Short task —
Reproduce the passage of the Python mean, median, and mode article starting at "mean = get_sum" and ending at "mean/average of a list.", substituting "items" for each occurrence of "elements".

Excerpt provided —
Finding Mean, Median, Mode in Python without libraries


In this article, we will learn how to calculate Mean, Median and Mode with Python without using external libraries.

  1. Mean : The mean is the average of all numbers and is sometimes called the arithmetic mean. This code calculates Mean or Average of a list containing numbers:

      

    n_num = [1, 2, 3, 4, 5]

    n = len(n_num)

      

    get_sum = sum(n_num)

    mean = get_sum / n

      

    print("Mean / Average is: " + str(mean))

    Output:

    We define a list of numbers and calculate the length of the list. We then use sum() function to get sum of all the elements in a list. We finally divide the total sum by the number of elements in the list and we print the result to get the mean/average of a list.

  2. Median : The median is the middle number in a group of numbers. This code calculates Median of a list containing numbers:

      

    n_num = [1, 2, 3, 4, 5]

    n = len(n_num)

    n_num.sort()

      

    if n % 2 == 0:

        median1 = n_num[n//2]

        median2 = n_num[n//2 - 1]

        median = (median1 + median2)/2

    else:

        median = n_num[n//2]

    print("Median is: " + str(median))

    We define a list of numbers and calculate the length of the list. To find a median, we first sort the list in Ascending order using sort() function.

Record list —

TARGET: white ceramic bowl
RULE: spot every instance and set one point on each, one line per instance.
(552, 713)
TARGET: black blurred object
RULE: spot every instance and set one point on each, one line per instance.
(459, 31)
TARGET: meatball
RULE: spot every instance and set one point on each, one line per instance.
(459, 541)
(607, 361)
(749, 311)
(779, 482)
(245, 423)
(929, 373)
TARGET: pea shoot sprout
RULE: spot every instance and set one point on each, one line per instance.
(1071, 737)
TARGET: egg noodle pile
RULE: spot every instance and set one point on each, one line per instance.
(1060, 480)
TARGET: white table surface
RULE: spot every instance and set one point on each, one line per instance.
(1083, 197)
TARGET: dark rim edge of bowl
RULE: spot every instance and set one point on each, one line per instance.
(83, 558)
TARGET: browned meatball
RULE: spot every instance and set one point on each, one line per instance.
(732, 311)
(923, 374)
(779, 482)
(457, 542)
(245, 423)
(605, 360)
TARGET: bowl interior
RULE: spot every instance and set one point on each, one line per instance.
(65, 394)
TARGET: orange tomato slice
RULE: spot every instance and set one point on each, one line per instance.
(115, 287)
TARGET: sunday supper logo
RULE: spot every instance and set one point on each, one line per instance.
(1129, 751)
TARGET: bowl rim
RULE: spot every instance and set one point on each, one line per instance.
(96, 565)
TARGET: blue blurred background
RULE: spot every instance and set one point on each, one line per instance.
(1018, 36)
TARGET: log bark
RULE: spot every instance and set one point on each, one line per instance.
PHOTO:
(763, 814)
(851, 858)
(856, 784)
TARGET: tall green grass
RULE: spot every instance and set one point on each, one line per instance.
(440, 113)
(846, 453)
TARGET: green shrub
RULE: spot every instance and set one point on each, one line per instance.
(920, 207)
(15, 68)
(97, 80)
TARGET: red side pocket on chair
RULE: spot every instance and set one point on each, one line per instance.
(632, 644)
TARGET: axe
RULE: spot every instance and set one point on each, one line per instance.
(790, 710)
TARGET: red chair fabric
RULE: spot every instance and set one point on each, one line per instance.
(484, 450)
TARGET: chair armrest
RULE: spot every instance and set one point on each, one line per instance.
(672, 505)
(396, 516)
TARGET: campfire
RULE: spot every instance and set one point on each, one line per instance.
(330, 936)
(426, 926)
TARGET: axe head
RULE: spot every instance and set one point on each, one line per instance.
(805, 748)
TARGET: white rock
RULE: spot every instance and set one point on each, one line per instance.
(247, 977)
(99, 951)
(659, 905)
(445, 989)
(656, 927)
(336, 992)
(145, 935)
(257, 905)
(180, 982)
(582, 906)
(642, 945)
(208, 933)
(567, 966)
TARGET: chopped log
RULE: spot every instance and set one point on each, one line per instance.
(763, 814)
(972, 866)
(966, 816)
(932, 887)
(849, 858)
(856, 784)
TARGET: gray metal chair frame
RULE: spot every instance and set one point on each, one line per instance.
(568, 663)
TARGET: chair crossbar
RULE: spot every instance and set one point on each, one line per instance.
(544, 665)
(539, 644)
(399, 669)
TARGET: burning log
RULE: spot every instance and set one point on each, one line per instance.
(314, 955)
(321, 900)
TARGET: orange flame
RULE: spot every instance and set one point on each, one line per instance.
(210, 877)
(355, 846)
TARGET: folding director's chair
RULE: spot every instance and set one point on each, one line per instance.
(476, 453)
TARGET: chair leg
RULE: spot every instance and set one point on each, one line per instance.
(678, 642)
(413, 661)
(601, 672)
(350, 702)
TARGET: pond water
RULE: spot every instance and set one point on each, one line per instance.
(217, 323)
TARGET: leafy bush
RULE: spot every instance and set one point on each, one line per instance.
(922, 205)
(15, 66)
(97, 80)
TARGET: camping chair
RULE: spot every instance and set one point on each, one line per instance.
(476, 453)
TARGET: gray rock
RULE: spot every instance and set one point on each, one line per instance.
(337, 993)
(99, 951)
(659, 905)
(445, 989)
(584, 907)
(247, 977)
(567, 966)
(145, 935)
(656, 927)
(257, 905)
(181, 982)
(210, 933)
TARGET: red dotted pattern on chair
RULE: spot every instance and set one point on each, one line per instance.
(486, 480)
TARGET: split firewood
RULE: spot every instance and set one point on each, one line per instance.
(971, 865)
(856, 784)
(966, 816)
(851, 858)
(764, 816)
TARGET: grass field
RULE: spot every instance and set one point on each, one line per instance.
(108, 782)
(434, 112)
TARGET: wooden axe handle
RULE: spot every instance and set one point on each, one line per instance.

Result —
mean = get_sum / n

      

    print("Mean / Average is: " + str(mean))

    Output:

    We define a list of numbers and calculate the length of the list. We then use sum() function to get sum of all the items in a list. We finally divide the total sum by the number of items in the list and we print the result to get the mean/average of a list.